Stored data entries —
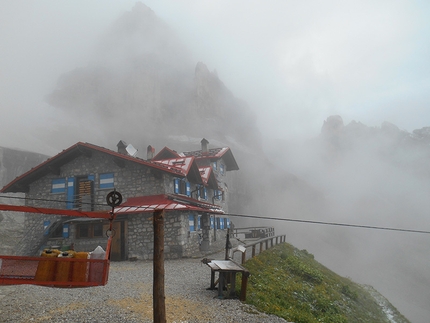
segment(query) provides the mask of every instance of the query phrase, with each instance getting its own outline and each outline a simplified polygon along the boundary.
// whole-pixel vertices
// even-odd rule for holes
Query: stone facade
[[[122,194],[124,201],[138,196],[177,194],[174,182],[178,175],[151,167],[151,165],[135,162],[130,158],[114,157],[106,156],[106,153],[96,150],[86,151],[69,158],[60,167],[52,171],[51,168],[47,167],[49,171],[46,171],[43,176],[38,176],[28,185],[26,204],[28,206],[56,209],[70,208],[71,203],[74,203],[70,200],[70,192],[68,193],[70,179],[75,181],[74,185],[77,185],[80,179],[92,182],[91,198],[86,200],[91,205],[73,204],[73,208],[82,207],[84,209],[86,207],[87,209],[91,208],[91,211],[108,212],[110,210],[106,203],[106,195],[113,190],[113,187]],[[213,172],[218,182],[218,189],[208,188],[206,199],[202,202],[217,204],[224,211],[227,211],[228,194],[219,196],[220,190],[228,192],[227,176],[225,171],[220,170],[220,167],[221,169],[224,167],[221,165],[225,165],[225,163],[222,158],[218,158],[216,163],[217,165],[214,165]],[[107,173],[113,174],[113,184],[112,187],[106,189],[102,188],[101,177]],[[181,178],[183,179],[183,176]],[[58,192],[53,190],[53,183],[59,179],[63,181],[64,189]],[[191,198],[197,201],[196,192],[200,185],[190,182],[190,194],[187,193],[187,197],[190,198],[191,195]],[[192,217],[195,219],[193,226],[190,225],[190,216],[191,219]],[[117,237],[117,243],[120,245],[118,250],[121,253],[118,260],[152,259],[153,225],[151,217],[151,213],[127,214],[121,215],[116,220],[114,226],[117,225],[118,227],[116,234],[120,236]],[[200,226],[197,222],[199,218]],[[215,234],[210,221],[210,215],[205,212],[167,211],[165,213],[165,257],[173,259],[191,257],[202,249],[209,250],[210,247],[213,248],[215,245],[222,247],[226,228],[217,229]],[[58,228],[55,231],[56,223],[58,223]],[[48,230],[46,230],[47,226],[49,226]],[[62,249],[74,247],[76,251],[92,251],[97,246],[105,248],[107,238],[104,235],[98,234],[96,236],[94,234],[94,236],[91,236],[90,234],[80,236],[80,228],[93,228],[96,226],[98,228],[102,227],[103,232],[105,232],[108,228],[108,221],[27,214],[24,220],[25,238],[16,254],[36,255],[45,247],[59,247]],[[97,232],[100,233],[101,231]]]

Activity —
What you return should be the entries from above, unchanged and without their images.

Solution to the exercise —
segment(query) provides the mask of every instance of the query phrase, with each instance getting its own outline and each outline a simplified polygon along the boundary.
// whole-pixel vertices
// even-odd rule for holes
Query: stone facade
[[[122,194],[124,201],[138,196],[177,194],[174,182],[178,175],[151,167],[151,165],[135,162],[130,158],[114,157],[106,156],[106,153],[96,150],[86,151],[69,158],[60,167],[52,171],[51,168],[47,167],[49,171],[46,171],[43,176],[38,176],[28,185],[26,204],[28,206],[56,209],[70,208],[71,203],[74,203],[70,200],[70,192],[68,193],[70,179],[75,181],[74,185],[77,185],[80,179],[92,182],[91,198],[86,200],[91,205],[73,204],[73,208],[82,207],[84,209],[86,207],[87,209],[91,208],[91,211],[108,212],[110,210],[106,203],[106,195],[113,190],[113,187]],[[213,172],[218,182],[218,189],[208,188],[206,199],[202,202],[217,204],[224,211],[227,211],[228,194],[219,196],[220,190],[228,192],[227,176],[225,171],[220,170],[220,167],[221,169],[224,167],[221,165],[225,165],[225,163],[222,158],[218,158],[216,163],[217,165],[214,165]],[[107,173],[113,174],[113,184],[112,187],[106,189],[102,188],[101,177]],[[181,178],[183,179],[183,176]],[[58,192],[53,190],[53,183],[59,179],[63,181],[64,189]],[[191,198],[197,201],[196,192],[200,185],[190,182],[190,194],[187,193],[187,197],[190,198],[191,195]],[[192,217],[195,219],[193,226],[190,225],[190,216],[191,219]],[[117,237],[117,243],[120,245],[118,250],[121,253],[118,260],[152,259],[153,225],[151,217],[151,213],[127,214],[121,215],[116,220],[114,226],[117,225],[118,227],[116,234],[120,236]],[[200,226],[197,222],[199,218]],[[215,234],[210,221],[210,215],[205,212],[167,211],[165,213],[165,257],[173,259],[191,257],[202,249],[209,250],[210,247],[213,248],[215,245],[222,247],[226,228],[217,229]],[[58,228],[55,231],[56,223],[58,223]],[[48,230],[46,230],[47,226],[49,226]],[[62,249],[74,247],[76,251],[92,251],[97,246],[105,248],[107,238],[104,235],[98,234],[96,236],[94,234],[94,236],[91,236],[90,234],[80,236],[80,228],[93,228],[96,226],[98,228],[102,227],[103,232],[105,232],[108,228],[108,221],[27,214],[24,220],[25,238],[16,254],[36,255],[45,247],[59,247]],[[97,232],[100,233],[101,231]]]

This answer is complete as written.